(Position annotation records)
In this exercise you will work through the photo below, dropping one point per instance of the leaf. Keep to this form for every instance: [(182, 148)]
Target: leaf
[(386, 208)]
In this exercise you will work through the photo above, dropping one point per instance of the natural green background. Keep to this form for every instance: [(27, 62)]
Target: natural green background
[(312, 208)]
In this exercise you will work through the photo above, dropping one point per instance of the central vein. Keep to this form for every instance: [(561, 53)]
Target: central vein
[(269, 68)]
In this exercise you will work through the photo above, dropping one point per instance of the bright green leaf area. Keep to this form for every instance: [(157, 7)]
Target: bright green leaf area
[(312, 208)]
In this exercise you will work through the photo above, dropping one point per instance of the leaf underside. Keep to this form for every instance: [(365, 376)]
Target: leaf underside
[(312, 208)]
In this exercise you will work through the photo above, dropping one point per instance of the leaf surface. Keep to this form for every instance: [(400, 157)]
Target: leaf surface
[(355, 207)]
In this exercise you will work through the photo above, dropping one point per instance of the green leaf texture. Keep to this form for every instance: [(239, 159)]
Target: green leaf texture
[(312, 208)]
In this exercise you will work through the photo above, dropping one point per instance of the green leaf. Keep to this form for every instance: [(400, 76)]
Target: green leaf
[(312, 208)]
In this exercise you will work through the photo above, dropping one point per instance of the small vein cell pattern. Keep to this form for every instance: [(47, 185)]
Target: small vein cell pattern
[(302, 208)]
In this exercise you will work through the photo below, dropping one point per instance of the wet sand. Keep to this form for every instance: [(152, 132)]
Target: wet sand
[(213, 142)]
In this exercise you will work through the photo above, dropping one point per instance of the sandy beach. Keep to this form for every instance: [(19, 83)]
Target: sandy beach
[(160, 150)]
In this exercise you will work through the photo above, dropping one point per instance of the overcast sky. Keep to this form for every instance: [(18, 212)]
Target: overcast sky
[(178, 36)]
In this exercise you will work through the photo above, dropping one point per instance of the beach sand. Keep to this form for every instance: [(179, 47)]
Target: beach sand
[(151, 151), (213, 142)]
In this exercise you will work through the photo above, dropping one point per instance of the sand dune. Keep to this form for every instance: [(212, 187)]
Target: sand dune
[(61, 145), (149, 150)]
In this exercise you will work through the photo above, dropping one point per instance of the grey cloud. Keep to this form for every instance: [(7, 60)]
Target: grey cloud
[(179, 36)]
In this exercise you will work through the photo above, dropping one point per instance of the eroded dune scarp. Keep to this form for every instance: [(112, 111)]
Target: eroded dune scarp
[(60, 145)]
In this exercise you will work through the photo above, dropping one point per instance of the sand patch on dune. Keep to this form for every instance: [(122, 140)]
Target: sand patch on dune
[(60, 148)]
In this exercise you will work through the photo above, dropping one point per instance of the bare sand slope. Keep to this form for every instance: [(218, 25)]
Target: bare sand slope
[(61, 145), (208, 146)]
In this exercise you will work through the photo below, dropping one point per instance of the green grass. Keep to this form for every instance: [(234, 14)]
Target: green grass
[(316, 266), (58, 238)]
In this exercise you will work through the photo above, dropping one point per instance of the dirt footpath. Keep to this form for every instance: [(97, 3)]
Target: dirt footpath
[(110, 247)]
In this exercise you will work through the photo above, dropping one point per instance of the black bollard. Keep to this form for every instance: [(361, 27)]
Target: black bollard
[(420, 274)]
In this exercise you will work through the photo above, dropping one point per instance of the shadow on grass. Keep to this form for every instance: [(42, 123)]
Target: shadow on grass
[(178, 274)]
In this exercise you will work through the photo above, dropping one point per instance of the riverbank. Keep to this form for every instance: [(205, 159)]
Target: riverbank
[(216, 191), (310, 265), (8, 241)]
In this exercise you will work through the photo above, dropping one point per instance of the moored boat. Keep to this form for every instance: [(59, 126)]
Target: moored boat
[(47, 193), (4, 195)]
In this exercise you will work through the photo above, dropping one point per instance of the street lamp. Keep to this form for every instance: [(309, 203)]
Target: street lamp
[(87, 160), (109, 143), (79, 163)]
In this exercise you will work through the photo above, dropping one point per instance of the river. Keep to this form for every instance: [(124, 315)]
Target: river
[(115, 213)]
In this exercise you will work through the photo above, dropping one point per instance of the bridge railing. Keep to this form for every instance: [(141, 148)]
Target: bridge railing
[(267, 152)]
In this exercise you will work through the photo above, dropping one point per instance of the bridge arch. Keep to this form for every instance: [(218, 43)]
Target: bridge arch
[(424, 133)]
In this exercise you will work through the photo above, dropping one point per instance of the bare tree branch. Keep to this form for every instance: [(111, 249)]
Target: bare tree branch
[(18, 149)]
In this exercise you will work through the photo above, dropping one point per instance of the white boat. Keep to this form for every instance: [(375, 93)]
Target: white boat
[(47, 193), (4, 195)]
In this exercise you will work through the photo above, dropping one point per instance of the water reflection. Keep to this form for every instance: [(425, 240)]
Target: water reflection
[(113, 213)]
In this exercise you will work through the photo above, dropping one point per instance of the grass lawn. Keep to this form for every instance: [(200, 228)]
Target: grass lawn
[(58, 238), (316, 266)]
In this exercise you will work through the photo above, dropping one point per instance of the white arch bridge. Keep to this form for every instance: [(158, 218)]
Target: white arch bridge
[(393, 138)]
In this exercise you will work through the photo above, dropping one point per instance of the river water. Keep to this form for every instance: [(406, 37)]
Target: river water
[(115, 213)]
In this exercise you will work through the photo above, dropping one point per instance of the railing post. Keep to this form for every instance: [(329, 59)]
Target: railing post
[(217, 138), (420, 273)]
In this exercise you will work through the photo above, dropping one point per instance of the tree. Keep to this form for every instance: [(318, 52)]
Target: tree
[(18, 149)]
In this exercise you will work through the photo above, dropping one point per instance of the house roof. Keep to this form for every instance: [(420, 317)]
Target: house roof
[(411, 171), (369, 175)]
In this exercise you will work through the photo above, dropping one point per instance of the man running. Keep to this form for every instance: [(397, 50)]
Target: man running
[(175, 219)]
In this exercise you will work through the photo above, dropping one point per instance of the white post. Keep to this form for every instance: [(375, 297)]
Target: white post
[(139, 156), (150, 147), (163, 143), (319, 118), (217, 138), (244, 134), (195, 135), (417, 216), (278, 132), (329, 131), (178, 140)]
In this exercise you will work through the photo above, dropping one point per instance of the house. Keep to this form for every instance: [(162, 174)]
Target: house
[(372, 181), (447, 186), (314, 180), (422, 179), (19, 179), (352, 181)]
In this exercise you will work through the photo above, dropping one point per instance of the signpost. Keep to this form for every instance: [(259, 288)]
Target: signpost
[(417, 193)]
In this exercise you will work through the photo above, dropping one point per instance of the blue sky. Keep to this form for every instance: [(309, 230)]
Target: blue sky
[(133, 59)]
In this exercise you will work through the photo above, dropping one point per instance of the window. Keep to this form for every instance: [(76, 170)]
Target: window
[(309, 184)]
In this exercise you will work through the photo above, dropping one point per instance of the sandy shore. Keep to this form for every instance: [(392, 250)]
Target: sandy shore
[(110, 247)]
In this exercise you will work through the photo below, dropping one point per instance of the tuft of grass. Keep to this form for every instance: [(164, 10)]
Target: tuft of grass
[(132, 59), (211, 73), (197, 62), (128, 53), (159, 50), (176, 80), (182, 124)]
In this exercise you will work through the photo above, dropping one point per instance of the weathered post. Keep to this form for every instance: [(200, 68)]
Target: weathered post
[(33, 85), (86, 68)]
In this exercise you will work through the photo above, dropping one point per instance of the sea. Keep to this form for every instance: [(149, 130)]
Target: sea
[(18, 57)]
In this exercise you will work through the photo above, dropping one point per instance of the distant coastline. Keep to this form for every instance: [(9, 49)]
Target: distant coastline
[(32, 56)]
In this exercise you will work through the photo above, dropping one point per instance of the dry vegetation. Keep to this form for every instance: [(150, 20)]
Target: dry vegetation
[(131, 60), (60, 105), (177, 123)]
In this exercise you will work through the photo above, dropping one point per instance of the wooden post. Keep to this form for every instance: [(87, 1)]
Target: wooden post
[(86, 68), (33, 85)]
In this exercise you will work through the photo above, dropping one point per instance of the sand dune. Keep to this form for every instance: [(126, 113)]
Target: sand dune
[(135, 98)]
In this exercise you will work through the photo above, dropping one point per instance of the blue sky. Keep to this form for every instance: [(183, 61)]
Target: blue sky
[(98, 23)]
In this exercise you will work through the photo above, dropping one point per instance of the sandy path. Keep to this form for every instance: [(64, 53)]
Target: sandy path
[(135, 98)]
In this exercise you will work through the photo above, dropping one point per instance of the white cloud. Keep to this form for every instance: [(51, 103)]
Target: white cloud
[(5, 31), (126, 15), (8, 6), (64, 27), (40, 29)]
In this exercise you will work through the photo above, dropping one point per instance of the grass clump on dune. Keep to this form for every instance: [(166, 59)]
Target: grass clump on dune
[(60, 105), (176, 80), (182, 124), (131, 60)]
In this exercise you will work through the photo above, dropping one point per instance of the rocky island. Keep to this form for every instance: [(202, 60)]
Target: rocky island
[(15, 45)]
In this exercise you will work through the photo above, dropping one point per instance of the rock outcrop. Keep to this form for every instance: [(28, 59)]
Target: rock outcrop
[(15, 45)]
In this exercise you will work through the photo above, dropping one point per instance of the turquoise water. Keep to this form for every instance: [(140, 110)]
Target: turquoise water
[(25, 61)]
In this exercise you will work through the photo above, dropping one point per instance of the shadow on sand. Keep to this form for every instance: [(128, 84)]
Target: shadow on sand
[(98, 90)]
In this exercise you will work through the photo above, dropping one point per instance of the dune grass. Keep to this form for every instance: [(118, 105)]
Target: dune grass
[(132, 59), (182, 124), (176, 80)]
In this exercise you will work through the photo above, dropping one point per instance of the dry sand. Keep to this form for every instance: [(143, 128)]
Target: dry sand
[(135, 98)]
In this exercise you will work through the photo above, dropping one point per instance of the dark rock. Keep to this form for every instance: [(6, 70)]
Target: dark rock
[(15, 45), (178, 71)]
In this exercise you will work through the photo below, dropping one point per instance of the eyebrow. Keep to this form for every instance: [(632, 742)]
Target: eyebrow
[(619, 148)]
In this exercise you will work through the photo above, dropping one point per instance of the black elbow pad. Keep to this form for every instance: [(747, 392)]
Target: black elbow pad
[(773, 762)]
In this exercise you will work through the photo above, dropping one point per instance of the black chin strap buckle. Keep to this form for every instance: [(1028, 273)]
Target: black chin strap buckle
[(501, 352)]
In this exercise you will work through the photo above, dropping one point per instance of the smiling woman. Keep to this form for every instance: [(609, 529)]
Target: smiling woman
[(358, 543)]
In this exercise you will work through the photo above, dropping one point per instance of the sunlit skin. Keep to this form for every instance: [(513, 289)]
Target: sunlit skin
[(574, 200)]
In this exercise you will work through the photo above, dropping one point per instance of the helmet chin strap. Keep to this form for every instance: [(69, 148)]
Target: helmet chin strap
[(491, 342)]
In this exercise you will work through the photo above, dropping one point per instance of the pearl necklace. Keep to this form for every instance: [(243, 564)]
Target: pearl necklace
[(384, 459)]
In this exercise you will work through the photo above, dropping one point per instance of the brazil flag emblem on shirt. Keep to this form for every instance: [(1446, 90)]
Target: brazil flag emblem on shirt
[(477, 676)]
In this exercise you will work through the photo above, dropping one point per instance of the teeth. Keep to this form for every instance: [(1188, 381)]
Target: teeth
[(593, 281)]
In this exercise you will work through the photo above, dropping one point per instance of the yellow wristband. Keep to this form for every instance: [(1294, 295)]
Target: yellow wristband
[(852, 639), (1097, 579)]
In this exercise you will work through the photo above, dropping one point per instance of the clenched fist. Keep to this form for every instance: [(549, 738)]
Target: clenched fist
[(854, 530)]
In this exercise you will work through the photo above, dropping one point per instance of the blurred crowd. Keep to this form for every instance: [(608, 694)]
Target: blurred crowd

> _Aim of the task_:
Rewrite the records from the start through the line that contains "[(269, 68)]", inclusive, keeping every line in full. Shift each coordinate in the answers by adding -68 to it, and leave all other numbers in those lines unchanged.

> _Complete output_:
In this exercise you will work through the photo below, dropping one point per instance of the leaf. Keep to this form for every instance: [(182, 148)]
Target: leaf
[(318, 140)]
In this exercise you will work through the photo above, dropping one point per instance of the natural green background. Keep to this form for every instance: [(27, 62)]
Target: natural green background
[(244, 140)]
In this exercise you will work through the photo above, dropping one point per instance of the central vein. Keep to this form for every instance: [(561, 53)]
Target: central vein
[(201, 0)]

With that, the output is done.